* OBJECTIVE 1
Show every line in the records below that contains the word "photo", treating uppercase and lowercase as different, and copy each matching line in full.
***** TEXT SEGMENT
Where to Use OpenMP

OpenMP was conceived as an API for expressing shared-memory parallelism. It is, therefore, primarily useful for applications that run on a single node of a large multicore machine. In this situation, there are several possible parallelization strategies:

  • A single executable with a unified virtual memory that uses OpenMP for parallelism.
  • Multiple executables, each have their own virtual memory, communicate using MPI.
  • A combination of these approaches, called hybrid programming, which is discussed in the Hybrid Programming topic. In hybrid programming, OpenMP is used for the portions of a multinode applications that are performed on a single node.
Conceptual representation of the three parallelization strategies described in the caption.
In the single executable strategy (shown on the left), all the cores on a node are used by OpenMP threads with access to the same virtual memory. In the pure MPI strategy, each core on the node runs an independent task with independent virtual memory. In the hybrid strategy (middle), the cores are divided into groups with one MPI task and several OpenMP threads per group. Memory is shared within each group.
**********
***** DATASET CONTENT
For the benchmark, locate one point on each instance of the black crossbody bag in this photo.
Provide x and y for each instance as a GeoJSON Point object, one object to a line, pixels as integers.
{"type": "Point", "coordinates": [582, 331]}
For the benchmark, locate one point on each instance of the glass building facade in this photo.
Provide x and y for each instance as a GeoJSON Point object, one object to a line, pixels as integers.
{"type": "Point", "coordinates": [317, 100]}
**********
***** DATASET CONTENT
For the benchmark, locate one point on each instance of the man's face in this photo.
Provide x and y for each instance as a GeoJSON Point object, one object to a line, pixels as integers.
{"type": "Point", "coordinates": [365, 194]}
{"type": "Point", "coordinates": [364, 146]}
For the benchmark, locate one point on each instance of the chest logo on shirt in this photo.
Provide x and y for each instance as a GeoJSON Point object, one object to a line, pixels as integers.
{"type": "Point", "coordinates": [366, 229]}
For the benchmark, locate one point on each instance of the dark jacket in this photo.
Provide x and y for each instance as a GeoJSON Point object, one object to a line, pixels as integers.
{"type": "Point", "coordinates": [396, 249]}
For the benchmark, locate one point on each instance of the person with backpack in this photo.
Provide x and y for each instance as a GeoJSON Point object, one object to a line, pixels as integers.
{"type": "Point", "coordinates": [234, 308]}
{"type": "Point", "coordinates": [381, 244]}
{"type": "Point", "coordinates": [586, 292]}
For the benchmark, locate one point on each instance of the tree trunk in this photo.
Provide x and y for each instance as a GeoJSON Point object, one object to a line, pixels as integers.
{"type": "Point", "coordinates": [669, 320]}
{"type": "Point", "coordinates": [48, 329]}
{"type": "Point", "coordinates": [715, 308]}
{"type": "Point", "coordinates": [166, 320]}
**********
* OBJECTIVE 2
Write the next part of the text on where to use OpenMP, starting right after its final sentence above.

* RESPONSE 1
For the benchmark, locate one point on each instance of the black crossbody bag in this photo.
For the benchmark, locate one point on each instance of the glass building facade in this photo.
For the benchmark, locate one point on each instance of the man's face in this photo.
For the benchmark, locate one point on each instance of the chest logo on shirt in this photo.
For the benchmark, locate one point on each instance of the dark jacket in this photo.
For the benchmark, locate one point on each instance of the person with backpack in this photo.
For the benchmark, locate one point on each instance of the tree trunk in this photo.

* RESPONSE 2
Assuming that you intend to use OpenMP in your application, where should you insert the directives to begin turning your serial code into parallel code? Ideally, this has been part of your plan from the beginning, and your code was designed with parallelization in mind. But if not, it is critical to have an understanding of where your application spends its time when working on a typical problem. Using profiling to determine the "hotspots" where the most time is spent is an important step in the process when developing parallel applications. In some cases, there is a single loop buried far inside the program where more than 95% of the time is spent. If that is your situation, then it's that loop that you should consider putting into a parallel construct, if it is eligible for OpenMP parallelization.

Which raises the question, what makes a code section eligible for OpenMP? In order for loops or program sections to be divided up and computed concurrently in separate threads, there must be few or no data dependencies between them. One common HPC application involves computing time series for a problem. There are generally many dependencies between the values of variables at each successive step and the values they had at the preceding step, so it is impractical to consider using OpenMP to compute multiple steps concurrently. However, the work involved in calculating values for the next step generally involves only variables from steps that have already been calculated, so that work can be parallelized. It is important to be aware of what the needs are for your particular case.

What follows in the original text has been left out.